What you are asked to do =
Count the lines in the data below that contain the string "stone", treating uppercase and lowercase as different, and reply with only that number.
### Extracted material
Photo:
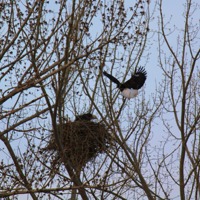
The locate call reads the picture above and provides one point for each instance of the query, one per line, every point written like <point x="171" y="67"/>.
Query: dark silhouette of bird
<point x="87" y="117"/>
<point x="130" y="88"/>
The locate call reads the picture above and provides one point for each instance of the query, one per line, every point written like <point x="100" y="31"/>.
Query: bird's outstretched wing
<point x="137" y="79"/>
<point x="112" y="78"/>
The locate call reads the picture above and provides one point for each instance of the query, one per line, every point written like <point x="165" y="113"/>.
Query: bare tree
<point x="180" y="107"/>
<point x="52" y="57"/>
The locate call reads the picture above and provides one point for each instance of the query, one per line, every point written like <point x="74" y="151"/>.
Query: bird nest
<point x="81" y="140"/>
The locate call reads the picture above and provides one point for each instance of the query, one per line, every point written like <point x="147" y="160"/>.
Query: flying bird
<point x="130" y="88"/>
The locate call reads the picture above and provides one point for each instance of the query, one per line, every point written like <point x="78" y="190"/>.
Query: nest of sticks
<point x="82" y="141"/>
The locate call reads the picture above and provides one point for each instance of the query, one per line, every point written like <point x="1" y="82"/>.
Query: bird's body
<point x="130" y="88"/>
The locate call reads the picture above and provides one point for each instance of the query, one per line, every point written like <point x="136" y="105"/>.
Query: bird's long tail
<point x="112" y="78"/>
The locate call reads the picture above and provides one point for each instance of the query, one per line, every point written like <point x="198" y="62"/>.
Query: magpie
<point x="130" y="88"/>
<point x="86" y="117"/>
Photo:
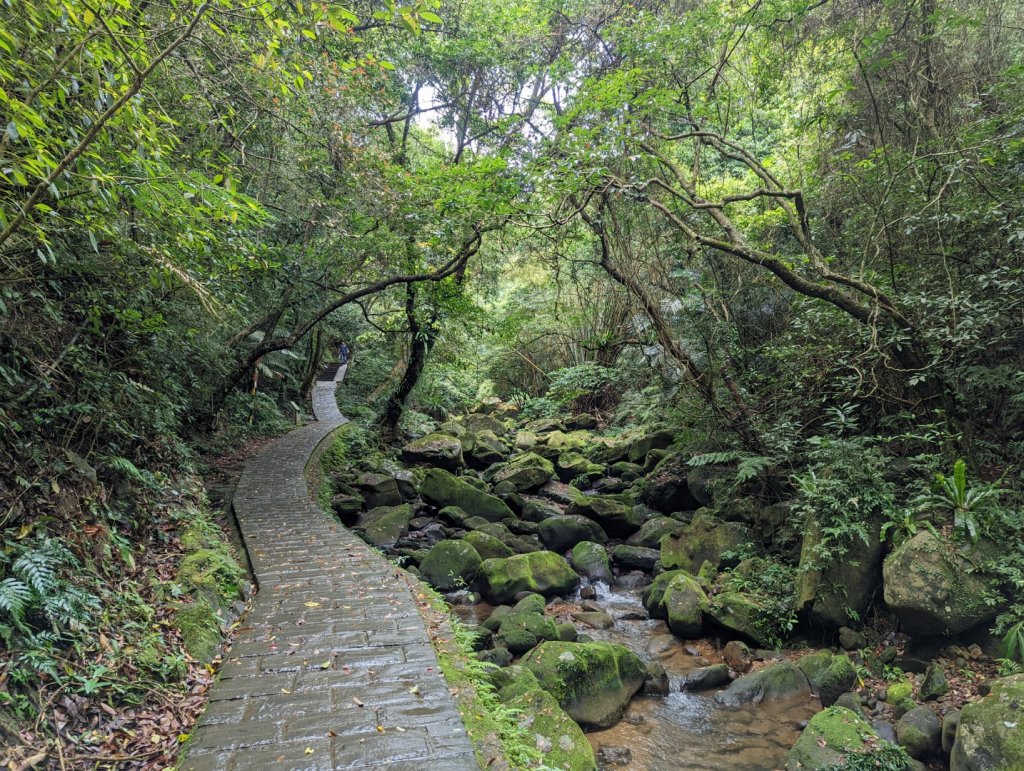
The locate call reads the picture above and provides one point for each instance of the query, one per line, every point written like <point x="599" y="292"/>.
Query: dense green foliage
<point x="790" y="230"/>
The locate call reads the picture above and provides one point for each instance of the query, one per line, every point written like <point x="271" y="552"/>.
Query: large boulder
<point x="990" y="734"/>
<point x="572" y="465"/>
<point x="683" y="604"/>
<point x="920" y="732"/>
<point x="558" y="737"/>
<point x="837" y="594"/>
<point x="435" y="450"/>
<point x="635" y="557"/>
<point x="651" y="531"/>
<point x="476" y="422"/>
<point x="526" y="471"/>
<point x="543" y="572"/>
<point x="384" y="525"/>
<point x="775" y="683"/>
<point x="593" y="682"/>
<point x="639" y="448"/>
<point x="933" y="588"/>
<point x="666" y="488"/>
<point x="522" y="631"/>
<point x="559" y="533"/>
<point x="740" y="612"/>
<point x="379" y="489"/>
<point x="616" y="518"/>
<point x="591" y="560"/>
<point x="833" y="737"/>
<point x="653" y="595"/>
<point x="486" y="546"/>
<point x="704" y="539"/>
<point x="442" y="489"/>
<point x="829" y="676"/>
<point x="451" y="564"/>
<point x="483" y="448"/>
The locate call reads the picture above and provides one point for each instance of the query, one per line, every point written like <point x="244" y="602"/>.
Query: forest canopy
<point x="792" y="230"/>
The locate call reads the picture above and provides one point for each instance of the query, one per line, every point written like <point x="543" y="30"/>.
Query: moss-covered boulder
<point x="920" y="732"/>
<point x="654" y="593"/>
<point x="435" y="450"/>
<point x="383" y="526"/>
<point x="829" y="676"/>
<point x="212" y="574"/>
<point x="486" y="546"/>
<point x="200" y="629"/>
<point x="933" y="586"/>
<point x="561" y="494"/>
<point x="660" y="439"/>
<point x="651" y="531"/>
<point x="666" y="487"/>
<point x="523" y="630"/>
<point x="740" y="612"/>
<point x="526" y="471"/>
<point x="537" y="510"/>
<point x="557" y="736"/>
<point x="442" y="489"/>
<point x="683" y="604"/>
<point x="835" y="594"/>
<point x="559" y="533"/>
<point x="591" y="560"/>
<point x="635" y="557"/>
<point x="706" y="539"/>
<point x="593" y="682"/>
<point x="544" y="572"/>
<point x="775" y="683"/>
<point x="572" y="465"/>
<point x="563" y="442"/>
<point x="616" y="519"/>
<point x="450" y="565"/>
<point x="990" y="734"/>
<point x="483" y="448"/>
<point x="379" y="489"/>
<point x="477" y="422"/>
<point x="832" y="738"/>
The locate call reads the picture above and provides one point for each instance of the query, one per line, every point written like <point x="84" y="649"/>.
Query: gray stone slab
<point x="333" y="668"/>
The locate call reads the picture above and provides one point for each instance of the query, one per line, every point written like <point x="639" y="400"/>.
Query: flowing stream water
<point x="683" y="731"/>
<point x="687" y="731"/>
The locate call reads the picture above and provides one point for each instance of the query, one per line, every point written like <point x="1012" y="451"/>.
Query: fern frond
<point x="124" y="466"/>
<point x="715" y="459"/>
<point x="37" y="568"/>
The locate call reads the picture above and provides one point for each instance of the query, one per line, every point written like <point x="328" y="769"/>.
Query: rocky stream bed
<point x="616" y="598"/>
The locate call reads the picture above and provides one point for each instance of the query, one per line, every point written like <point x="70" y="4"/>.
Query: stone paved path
<point x="333" y="668"/>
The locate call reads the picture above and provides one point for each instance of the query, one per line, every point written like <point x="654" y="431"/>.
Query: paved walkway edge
<point x="333" y="667"/>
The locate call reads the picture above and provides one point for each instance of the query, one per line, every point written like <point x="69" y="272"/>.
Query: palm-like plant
<point x="968" y="505"/>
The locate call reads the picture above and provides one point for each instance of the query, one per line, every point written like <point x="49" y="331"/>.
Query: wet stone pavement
<point x="333" y="668"/>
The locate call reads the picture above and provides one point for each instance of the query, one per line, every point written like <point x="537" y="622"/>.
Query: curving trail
<point x="323" y="672"/>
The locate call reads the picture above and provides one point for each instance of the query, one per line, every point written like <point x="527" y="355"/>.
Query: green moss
<point x="487" y="546"/>
<point x="442" y="489"/>
<point x="555" y="734"/>
<point x="493" y="727"/>
<point x="213" y="572"/>
<point x="543" y="572"/>
<point x="838" y="737"/>
<point x="828" y="675"/>
<point x="593" y="682"/>
<point x="200" y="630"/>
<point x="451" y="564"/>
######
Correct answer =
3